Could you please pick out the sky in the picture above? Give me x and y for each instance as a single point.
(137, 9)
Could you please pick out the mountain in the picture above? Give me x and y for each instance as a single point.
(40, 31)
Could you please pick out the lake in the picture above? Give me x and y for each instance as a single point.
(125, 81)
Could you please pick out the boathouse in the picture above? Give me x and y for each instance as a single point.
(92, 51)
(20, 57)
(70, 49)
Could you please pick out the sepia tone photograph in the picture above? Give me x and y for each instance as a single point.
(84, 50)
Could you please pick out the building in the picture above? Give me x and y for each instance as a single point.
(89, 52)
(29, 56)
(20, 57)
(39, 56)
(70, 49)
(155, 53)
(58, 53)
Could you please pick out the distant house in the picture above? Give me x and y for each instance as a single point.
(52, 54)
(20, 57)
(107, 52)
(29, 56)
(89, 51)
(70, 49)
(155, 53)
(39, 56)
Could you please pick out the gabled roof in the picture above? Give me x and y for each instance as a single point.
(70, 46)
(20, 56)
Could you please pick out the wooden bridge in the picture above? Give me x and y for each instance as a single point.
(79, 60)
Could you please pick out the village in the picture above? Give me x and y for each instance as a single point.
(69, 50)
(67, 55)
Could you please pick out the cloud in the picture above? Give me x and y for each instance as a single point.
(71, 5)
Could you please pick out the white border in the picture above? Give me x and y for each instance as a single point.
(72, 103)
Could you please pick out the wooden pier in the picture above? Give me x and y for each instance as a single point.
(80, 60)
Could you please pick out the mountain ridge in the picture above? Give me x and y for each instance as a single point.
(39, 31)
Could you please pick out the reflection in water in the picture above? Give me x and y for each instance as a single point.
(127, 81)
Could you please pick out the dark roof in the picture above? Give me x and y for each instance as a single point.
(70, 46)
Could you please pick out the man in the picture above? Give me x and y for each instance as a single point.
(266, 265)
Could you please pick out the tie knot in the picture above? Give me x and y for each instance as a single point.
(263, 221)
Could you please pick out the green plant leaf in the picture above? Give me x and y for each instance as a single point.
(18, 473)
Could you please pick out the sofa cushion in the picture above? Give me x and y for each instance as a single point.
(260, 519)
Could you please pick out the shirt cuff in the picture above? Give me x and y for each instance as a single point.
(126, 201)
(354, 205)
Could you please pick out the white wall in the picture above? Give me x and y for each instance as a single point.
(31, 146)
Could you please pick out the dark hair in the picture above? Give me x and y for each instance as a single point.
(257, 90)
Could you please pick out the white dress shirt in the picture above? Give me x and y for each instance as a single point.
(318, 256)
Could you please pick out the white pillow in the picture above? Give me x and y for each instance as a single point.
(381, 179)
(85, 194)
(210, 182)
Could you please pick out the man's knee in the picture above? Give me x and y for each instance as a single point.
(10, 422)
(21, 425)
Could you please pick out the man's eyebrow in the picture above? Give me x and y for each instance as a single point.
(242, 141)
####################
- **Directions**
Could you give the data again, word for word?

- **Result for this task**
Could you please pick out the sky in the picture above? Give me x and y for each instance as a single point.
(137, 9)
Could you please pick out the mountain in the picture above? Give me x and y for each instance as a single point.
(40, 31)
Could you please pick out the lake in the picture above? Give me x and y for each instance as a single point.
(125, 81)
Could you please pick out the boathouse in the picture above? Give me x and y for each instance as a single point.
(92, 51)
(20, 57)
(70, 49)
Could you please pick out the sepia tone photograph in the picture above? Give me x and y for each instance as a single point.
(84, 50)
Could you please pick out the building in the picture above? Give me x and y for each instance as a single point.
(89, 52)
(29, 56)
(20, 57)
(39, 56)
(70, 49)
(155, 53)
(58, 53)
Could you please pick out the distant house in the picture above? Give me x and y for each instance as a single point.
(52, 54)
(20, 57)
(107, 52)
(29, 56)
(89, 51)
(70, 49)
(155, 53)
(39, 56)
Could you please pick out the gabled roof in the picture above? Give me x and y for each instance as a single point.
(70, 46)
(20, 56)
Could you please pick out the wooden bridge in the picture above? Give me x and y for each instance as a single point.
(79, 60)
Could you please pick out the village in the picture above? Give me x and y for each instance as a single point.
(69, 50)
(67, 55)
Could you please pick out the cloud in the picture above? Give me x and y for each instance as a single point.
(71, 5)
Could you please pick out the white border in the picture above? Give me x and y for each instance as a single point.
(72, 103)
Could you please pick out the wooden pier in the picture above? Give me x and y for each instance as a single point.
(80, 60)
Could you please pick out the mountain ridge in the picture above? Give me x and y for each instance as a single point.
(39, 31)
Could you please pick out the reflection in water in the picture above? Give me x and y for each instance as a single point.
(127, 81)
Could you please pick out the dark roof in the picture above? Give me x and y for each instance as a single point.
(70, 46)
Could you please pick out the man in the picture above? Give me x and y for each instance as a single point.
(266, 265)
Could you please pick out the tie knot in the picture above? Give me x and y for each instance as a single point.
(263, 221)
Could you please pick out the green plant leaf in the picture above? Give me x and y for each instance as a single point.
(18, 473)
Could you please pick out the sofa cushion in the picture above? Give me x and y for each instance as a single point.
(260, 519)
Could you please pick out the shirt cuff in the picture above? Give me x and y for each instance as a single point.
(126, 201)
(354, 205)
Could you please pick out the white wall in the picture above? Give me x and y for each instance as a single point.
(31, 146)
Could you please pick out the dark hair in the picture above? Give me x and y for each instance as a single point.
(257, 90)
Could you please pick out the white dress shirt in the picture above? Give me x and y for each instance as a single point.
(318, 256)
Could you please pick out the white pillow in the picture above? Give me x and y for each instance as a single point.
(381, 179)
(85, 194)
(210, 182)
Could you please pick out the man's knee in the picture above? Give me x and y for each instance as a single point.
(10, 422)
(21, 425)
Could you please pick out the man's eyebrow in the picture above? Give me x and y for each instance as a single point.
(242, 141)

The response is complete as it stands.